__GIVEN PASSAGE__.
········

Obama wins hearts in Myanmar, where sanctions still hurt
In the dilapidated former capital of Yangon, Myanmar, a rainbow-coloured portrait of US President Barack Obama smiles benevolently across six lanes of haphazard traffic.
The first ever visit by an American president to the impoverished south-east Asian nation was met by tens of thousands of spectators yesterday, some waving flags and congratulatory banners, others just waiting until security task forces unblocked the pot-holed roads and allowed normal traffic to resume.
Arker Kyaw, a softly spoken 19-year-old university student also known by his tag name “Night”, is the artist behind Yangon’s hottest graffiti. Together with his older brother and confidant Soe Wai Htun, the pair used their savings and enlisted the help of friends and family to raise almost US$50 (close to one month’s salary) to buy paint and materials before waiting for the dead of night to descend upon the streets, armed only with a bag of spray cans and a hand-held video camera.
Why? To welcome President Obama, a foreign politician and iconic figure who they admire and respect. “We like Obama because of his leadership skills, his speeches and his heart,” Soe Wai Htun, 21, translated for his brother. ”We just wanted to make him feel welcome as a guest in our country.”
They realised the gravity of the risks they were taking; under the former military regime getting caught using spray paint on public property could land you in prison. But the brothers were more worried about having their mural defaced before the President arrived. Their first attempt — a similar portrait of Obama on a wall near the hotel where he stayed during his six-hour visit to Myanmar — was destroyed the same day it was completed, and already an attempt has been made to deface the second mural.

········

__INFORMATION SUPPLIED__.

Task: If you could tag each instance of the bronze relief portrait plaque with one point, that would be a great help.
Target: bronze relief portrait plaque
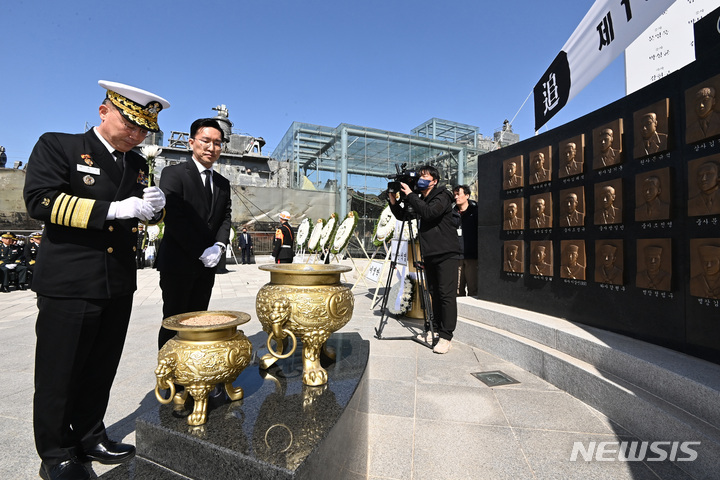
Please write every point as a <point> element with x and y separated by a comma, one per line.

········

__PARTS OF THE EXERCISE__.
a. In the article about Obama's visit to Myanmar, how much money did the brothers raise for paint and materials?
b. Using the article about Obama's visit to Myanmar, explain why the brothers made the portrait of Obama.
c. Pick up the article about Obama's visit to Myanmar after its last sentence and continue it.

__RESULTS IN ORDER__.
a. Almost US$50, close to one month's salary.

b. They wanted to welcome President Obama and make him feel like a guest in their country. They admire him for his leadership skills, his speeches and his heart.

c.
For Myanmar’s burgeoning media industry, Obama’s brief visit was “historic”, according to U Myo Lwin, a veteran media player and senior editor at weekly newspaper The Myanmar Times. Journalists were released from strict pre-publication censorship requirements earlier this year and many have finessed clandestine methods of information-gathering under the watchful eye of the former military regime. Most reporters have never travelled outside the country, let alone received a visit to their own from the most powerful man in the world.
“Myanmar media have given quite a bit of coverage to his visit, so yes we can say it’s a big deal for them,” U Myo Lwin said, his comments reflected by the media scrum of reporters, photographers and cameramen who waited patiently for hours in the hot sun for a sight of the President’s Air Force One arrival on Monday morning.
Many made the lengthy pilgrimage — in 35 degree heat along blocked-off roads under the watchful eye of security forces — to the historic Yangon University to listen to Obama address over 1300 people. Secretary of State Hillary Clinton and Myanmar’s opposition leader Aung San Suu Kyi attended, while thousands of locals lined the streets outside for a glimpse of the President.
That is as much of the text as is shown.